- Given information
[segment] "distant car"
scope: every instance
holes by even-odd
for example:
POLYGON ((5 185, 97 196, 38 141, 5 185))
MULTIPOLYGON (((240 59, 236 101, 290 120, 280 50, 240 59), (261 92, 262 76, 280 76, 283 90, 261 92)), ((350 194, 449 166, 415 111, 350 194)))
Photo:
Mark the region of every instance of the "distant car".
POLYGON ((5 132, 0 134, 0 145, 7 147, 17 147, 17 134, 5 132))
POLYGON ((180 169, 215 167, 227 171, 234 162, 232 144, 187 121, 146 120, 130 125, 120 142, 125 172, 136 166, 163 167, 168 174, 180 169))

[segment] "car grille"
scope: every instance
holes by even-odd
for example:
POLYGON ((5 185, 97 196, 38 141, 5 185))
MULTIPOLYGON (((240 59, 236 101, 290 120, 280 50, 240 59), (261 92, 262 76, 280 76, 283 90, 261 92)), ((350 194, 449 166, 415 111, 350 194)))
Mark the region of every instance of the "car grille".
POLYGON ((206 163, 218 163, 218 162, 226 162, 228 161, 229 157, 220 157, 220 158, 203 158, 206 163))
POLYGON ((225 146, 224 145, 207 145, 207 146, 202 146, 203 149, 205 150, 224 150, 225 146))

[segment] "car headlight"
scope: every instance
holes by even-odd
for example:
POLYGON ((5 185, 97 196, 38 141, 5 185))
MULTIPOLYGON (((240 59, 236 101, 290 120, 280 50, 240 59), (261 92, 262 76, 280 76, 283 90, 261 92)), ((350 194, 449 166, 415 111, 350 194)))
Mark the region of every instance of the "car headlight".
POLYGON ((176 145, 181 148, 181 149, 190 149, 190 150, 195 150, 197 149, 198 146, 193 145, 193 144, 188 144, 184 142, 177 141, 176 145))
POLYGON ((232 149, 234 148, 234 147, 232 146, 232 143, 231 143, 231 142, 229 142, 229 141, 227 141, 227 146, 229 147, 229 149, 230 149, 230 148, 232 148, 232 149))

- Activity
Reproduce the listing in full, exactly, so that no line is missing.

- Worked solution
[segment] "distant car"
scope: every instance
holes by even-odd
for example:
POLYGON ((5 185, 97 196, 38 141, 5 185))
MULTIPOLYGON (((240 59, 236 101, 290 120, 280 50, 240 59), (261 92, 262 76, 280 76, 283 90, 261 92)), ((350 194, 449 166, 415 111, 350 194)))
Photo:
Mark the region of every instance of the "distant car".
POLYGON ((5 132, 0 134, 0 145, 7 147, 17 147, 17 134, 5 132))
POLYGON ((180 169, 215 167, 227 171, 234 162, 232 144, 187 121, 146 120, 130 125, 120 142, 125 172, 136 166, 163 167, 168 174, 180 169))

[segment] "car grille"
scope: every instance
holes by even-odd
for example:
POLYGON ((5 185, 97 196, 38 141, 5 185))
MULTIPOLYGON (((240 59, 236 101, 290 120, 280 50, 240 59), (261 92, 262 76, 280 76, 283 90, 261 92)), ((350 194, 449 166, 415 111, 350 194)))
Mark the region of every instance of the "car grille".
POLYGON ((206 163, 218 163, 218 162, 226 162, 228 161, 229 157, 220 157, 220 158, 203 158, 206 163))
POLYGON ((225 146, 224 145, 207 145, 207 146, 202 146, 203 149, 205 150, 224 150, 225 146))

[segment] "car headlight"
scope: every instance
holes by even-odd
for example:
POLYGON ((5 185, 97 196, 38 141, 5 185))
MULTIPOLYGON (((240 59, 236 101, 290 120, 280 50, 240 59), (261 92, 262 76, 280 76, 283 90, 261 92)), ((350 194, 449 166, 415 111, 350 194)))
Mark the region of every instance of the "car headlight".
POLYGON ((176 145, 181 148, 181 149, 190 149, 190 150, 195 150, 197 149, 198 146, 193 145, 193 144, 188 144, 184 142, 177 141, 176 145))
POLYGON ((232 149, 234 148, 234 147, 232 146, 232 143, 231 143, 231 142, 229 142, 229 141, 227 141, 227 146, 229 147, 229 149, 230 149, 230 148, 232 148, 232 149))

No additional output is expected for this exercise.